• Directions for this task: Gather every line of the records below that contains the word "lamp". Capital and small letters must match.

** Start of Data records **

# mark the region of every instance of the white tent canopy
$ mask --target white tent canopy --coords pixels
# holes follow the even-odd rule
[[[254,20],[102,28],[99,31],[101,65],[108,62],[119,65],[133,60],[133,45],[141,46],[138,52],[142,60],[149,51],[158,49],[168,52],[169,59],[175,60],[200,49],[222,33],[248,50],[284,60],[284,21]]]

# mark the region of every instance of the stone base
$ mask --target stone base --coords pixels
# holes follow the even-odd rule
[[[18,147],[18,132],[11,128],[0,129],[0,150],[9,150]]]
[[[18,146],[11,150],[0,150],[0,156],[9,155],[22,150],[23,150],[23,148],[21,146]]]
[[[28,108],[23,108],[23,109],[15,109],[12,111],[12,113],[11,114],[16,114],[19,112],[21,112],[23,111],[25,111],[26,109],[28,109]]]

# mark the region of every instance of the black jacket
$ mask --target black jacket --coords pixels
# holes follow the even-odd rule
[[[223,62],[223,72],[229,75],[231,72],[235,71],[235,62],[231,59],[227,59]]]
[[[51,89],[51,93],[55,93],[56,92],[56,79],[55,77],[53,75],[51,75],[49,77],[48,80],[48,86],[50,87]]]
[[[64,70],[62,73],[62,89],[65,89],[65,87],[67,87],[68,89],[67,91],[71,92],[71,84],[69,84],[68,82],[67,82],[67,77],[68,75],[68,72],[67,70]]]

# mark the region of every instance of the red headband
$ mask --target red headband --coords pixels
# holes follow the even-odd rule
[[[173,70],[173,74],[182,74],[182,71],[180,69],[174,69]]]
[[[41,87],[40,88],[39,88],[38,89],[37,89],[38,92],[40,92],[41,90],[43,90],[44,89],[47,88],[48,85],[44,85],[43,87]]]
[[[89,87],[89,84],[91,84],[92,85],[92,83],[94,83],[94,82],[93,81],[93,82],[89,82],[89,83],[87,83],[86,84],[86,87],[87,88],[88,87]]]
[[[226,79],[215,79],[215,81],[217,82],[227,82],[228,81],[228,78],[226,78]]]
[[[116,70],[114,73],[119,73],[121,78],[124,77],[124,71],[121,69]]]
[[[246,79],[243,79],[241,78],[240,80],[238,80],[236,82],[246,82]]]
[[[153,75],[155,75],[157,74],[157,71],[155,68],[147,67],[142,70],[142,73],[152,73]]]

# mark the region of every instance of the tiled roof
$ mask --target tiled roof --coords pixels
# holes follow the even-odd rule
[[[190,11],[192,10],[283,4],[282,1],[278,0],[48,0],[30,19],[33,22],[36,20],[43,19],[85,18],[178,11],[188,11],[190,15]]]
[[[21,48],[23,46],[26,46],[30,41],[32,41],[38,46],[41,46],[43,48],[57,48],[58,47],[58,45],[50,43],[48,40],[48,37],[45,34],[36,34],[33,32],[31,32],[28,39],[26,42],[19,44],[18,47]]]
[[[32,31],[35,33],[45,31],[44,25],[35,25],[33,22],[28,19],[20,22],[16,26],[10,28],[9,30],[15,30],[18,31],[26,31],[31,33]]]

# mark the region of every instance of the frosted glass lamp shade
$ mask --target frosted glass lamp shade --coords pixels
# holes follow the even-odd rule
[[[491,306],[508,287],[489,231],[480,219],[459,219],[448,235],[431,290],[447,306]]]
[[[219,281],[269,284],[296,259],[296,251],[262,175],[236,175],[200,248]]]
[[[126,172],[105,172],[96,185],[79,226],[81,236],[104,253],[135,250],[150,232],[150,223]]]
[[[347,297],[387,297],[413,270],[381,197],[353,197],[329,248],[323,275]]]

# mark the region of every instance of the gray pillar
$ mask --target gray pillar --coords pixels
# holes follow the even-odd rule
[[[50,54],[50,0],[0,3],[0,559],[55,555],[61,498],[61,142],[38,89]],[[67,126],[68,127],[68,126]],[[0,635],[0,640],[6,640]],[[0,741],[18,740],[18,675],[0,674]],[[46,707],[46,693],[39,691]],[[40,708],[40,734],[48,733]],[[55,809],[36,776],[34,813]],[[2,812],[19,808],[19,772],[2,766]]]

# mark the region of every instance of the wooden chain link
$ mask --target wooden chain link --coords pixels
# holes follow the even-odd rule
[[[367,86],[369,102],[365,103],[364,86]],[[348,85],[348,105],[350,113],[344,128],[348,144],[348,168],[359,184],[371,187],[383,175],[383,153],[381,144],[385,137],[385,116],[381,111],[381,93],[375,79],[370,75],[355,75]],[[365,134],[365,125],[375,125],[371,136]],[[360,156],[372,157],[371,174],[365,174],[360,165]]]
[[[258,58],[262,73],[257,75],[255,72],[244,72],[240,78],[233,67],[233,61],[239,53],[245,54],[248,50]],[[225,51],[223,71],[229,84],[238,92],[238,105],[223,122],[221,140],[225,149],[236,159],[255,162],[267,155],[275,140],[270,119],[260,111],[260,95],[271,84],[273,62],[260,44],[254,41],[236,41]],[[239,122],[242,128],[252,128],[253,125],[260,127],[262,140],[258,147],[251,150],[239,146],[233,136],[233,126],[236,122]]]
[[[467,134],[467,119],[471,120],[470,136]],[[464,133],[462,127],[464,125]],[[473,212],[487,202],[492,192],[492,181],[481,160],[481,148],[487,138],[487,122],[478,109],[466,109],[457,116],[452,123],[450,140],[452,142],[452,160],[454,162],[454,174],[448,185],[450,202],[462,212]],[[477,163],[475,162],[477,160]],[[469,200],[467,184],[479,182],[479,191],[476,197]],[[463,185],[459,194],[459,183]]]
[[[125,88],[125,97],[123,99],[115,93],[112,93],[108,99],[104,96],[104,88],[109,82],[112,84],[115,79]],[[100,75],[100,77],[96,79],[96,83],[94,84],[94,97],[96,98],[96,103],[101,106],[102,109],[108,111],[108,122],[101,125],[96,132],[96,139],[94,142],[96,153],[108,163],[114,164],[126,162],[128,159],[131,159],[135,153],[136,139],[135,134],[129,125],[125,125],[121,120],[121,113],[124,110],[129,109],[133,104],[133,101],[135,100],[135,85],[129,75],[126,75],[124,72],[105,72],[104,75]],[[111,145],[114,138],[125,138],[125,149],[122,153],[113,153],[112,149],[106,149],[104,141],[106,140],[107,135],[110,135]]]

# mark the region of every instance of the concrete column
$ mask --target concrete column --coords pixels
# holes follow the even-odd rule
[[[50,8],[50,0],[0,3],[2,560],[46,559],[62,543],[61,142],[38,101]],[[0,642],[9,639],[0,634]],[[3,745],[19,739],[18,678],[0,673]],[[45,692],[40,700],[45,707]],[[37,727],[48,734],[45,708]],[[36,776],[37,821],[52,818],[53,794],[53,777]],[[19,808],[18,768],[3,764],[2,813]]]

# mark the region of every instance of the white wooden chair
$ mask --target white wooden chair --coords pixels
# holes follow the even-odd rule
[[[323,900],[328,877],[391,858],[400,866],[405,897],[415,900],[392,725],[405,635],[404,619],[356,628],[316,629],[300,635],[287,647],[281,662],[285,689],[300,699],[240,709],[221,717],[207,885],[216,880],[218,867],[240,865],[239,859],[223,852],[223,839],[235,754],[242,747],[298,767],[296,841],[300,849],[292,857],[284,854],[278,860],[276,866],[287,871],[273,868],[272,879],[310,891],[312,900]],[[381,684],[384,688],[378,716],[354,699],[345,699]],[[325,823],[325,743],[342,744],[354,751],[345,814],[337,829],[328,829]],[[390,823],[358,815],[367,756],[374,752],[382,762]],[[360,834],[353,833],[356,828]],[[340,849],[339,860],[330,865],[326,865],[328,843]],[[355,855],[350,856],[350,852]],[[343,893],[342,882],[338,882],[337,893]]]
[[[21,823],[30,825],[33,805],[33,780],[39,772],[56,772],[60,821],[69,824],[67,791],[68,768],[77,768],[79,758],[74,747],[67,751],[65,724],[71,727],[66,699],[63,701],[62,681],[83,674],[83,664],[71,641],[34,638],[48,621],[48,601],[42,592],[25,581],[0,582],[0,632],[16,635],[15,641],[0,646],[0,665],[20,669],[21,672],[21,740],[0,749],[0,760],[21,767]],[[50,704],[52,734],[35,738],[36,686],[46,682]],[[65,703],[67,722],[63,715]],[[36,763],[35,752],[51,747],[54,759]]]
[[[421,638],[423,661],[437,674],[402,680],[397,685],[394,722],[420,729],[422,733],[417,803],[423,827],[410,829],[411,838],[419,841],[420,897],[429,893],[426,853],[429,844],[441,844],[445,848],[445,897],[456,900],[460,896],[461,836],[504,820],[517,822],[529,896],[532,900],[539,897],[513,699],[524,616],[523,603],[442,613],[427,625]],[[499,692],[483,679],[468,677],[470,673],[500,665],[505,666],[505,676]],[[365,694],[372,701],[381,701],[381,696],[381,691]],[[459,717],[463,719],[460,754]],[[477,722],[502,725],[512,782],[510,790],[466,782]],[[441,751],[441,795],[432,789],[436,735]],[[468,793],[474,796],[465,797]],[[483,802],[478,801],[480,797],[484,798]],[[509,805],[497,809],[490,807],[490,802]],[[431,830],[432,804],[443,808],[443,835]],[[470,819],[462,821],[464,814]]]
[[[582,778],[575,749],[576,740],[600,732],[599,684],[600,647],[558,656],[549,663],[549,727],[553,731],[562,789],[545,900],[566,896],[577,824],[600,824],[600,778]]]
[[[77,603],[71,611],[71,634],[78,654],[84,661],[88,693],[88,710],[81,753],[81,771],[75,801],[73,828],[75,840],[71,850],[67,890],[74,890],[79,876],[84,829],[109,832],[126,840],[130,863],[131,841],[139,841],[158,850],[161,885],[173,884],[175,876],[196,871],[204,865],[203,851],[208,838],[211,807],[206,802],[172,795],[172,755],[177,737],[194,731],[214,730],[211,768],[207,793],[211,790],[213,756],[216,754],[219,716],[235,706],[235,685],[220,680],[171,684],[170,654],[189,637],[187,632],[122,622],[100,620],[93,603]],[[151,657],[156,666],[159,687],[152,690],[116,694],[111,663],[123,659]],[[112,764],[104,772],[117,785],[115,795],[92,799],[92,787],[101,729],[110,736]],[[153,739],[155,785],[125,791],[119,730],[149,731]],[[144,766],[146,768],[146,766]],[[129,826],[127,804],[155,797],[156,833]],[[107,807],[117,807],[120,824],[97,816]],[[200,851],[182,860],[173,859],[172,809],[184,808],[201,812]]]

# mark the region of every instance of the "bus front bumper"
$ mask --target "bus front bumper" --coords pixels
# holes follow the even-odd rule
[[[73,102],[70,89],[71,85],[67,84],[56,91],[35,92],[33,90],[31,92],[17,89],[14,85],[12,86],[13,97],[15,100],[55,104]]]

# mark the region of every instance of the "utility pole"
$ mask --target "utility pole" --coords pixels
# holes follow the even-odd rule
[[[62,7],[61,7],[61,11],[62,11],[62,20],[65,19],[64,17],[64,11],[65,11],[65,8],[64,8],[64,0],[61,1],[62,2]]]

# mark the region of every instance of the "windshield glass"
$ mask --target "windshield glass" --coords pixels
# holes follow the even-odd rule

** End of Data records **

• Solution for this problem:
# mark the region of every instance of the frosted glass lamp shade
$ mask --target frosted glass lamp shade --coords pixels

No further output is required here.